* [STATED PROBLEM]: Output every line of the data exactly as it appears.

— start of GIVEN ENTRIES —

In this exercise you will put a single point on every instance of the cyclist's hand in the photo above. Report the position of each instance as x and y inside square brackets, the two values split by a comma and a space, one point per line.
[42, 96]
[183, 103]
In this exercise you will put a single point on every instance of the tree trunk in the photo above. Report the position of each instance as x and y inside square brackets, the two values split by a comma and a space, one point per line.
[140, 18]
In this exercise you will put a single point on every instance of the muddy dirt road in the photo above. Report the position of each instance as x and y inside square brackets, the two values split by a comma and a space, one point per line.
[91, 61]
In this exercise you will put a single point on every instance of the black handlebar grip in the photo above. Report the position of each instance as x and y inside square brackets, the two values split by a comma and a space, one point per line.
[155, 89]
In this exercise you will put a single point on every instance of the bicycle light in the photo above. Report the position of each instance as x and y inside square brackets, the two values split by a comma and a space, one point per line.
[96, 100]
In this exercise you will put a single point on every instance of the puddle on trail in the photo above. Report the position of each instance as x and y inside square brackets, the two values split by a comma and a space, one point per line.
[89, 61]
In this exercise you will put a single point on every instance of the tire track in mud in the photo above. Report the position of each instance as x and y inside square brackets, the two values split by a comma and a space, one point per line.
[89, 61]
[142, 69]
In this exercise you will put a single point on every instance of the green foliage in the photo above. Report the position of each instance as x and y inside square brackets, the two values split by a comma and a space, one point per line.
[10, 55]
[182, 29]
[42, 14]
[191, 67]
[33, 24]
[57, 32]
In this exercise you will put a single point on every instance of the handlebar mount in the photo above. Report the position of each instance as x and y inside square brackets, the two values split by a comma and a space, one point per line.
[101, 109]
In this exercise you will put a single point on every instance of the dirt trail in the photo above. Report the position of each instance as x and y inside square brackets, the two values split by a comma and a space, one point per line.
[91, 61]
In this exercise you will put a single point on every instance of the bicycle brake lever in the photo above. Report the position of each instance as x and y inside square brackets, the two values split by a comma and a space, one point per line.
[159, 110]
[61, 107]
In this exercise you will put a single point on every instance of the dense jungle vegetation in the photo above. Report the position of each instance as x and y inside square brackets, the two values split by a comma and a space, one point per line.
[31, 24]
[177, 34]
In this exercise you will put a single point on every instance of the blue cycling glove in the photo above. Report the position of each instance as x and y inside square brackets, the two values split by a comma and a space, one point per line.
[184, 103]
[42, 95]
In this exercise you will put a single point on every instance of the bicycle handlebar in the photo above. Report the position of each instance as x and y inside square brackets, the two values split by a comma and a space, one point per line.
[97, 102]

— end of GIVEN ENTRIES —

* [FINISHED EXERCISE]:
In this exercise you will put a single point on every instance of the cyclist's hand in the photo above. Report the position of each instance as x and y inside square brackets, the two values split by a comma and a space, one point per line.
[42, 96]
[183, 103]
In this exercise you will put a single point on every instance of the tree trunk in the photo above. Report the position of each instance as x and y inside square brackets, the two values split by a comma and a space, one point per line.
[140, 18]
In this exercise you will put a single point on every instance of the muddy dirt road in the photo above. Report the position of each instance as x and y inside square brackets, the two values split by a comma and a space, one point per line.
[91, 61]
In this exercise you will put a single point on every instance of the black handlebar grip in the photo above. Report the position of each instance as x and y inside square brackets, the two values split by a comma and a space, one point per line.
[155, 89]
In this exercise you will put a single point on every instance of the bicycle light in the photo above. Report the position of each instance as x and y inside square brackets, the two values split by a comma and a space, one point per line.
[96, 100]
In this exercise you will put a single point on every instance of the puddle on trail in the photo above. Report the position of each instance as x and y inside square brackets, the two values split by a comma and a space, one point per line.
[89, 61]
In this exercise you will put a single point on every instance of the tire track in mud in the photo above. Report the position of each instance as x and y inside square brackets, the two values split by a comma and a space, one point per line.
[89, 61]
[142, 69]
In this exercise you will put a single point on every instance of the green foliage in the photo above. Report the position of each instance as x and y inside square brackets, the two values split by a comma and a space, one point per line.
[10, 55]
[182, 29]
[42, 14]
[191, 67]
[33, 24]
[57, 32]
In this exercise you will put a single point on every instance of the handlebar mount in the photo above. Report the position of each instance as x and y inside square brackets, the two values split by a comma and a space, one point per line.
[101, 109]
In this exercise you will put a single point on every instance of the dirt trail in the photo above. Report the position of each instance as x and y inside square brackets, the two values split by a comma and a space, one point per line.
[91, 61]
In this exercise you will put a single point on every instance of the bicycle brake lever in the photo above. Report the position of each instance as x and y inside square brackets, the two values split by a comma and a space, one point per line.
[159, 110]
[61, 107]
In this exercise you will put a single point on every instance of the dense jungle vegetation in the photo above. Report the position of each instance as x and y inside square brackets, the two values split by a comma and a space, one point per line.
[31, 24]
[177, 34]
In this exercise you will put a single point on every instance of the blue cycling glove in the photo above. Report the position of each instance as x and y inside square brackets, the two values split by a comma and a space, one point per line.
[184, 103]
[42, 95]
In this exercise you will put a single point on every instance of the bicycle handlebar in the photo above. Report the position of each instance as x and y inside square brackets, the two values split by a comma and a space, one point per line.
[97, 102]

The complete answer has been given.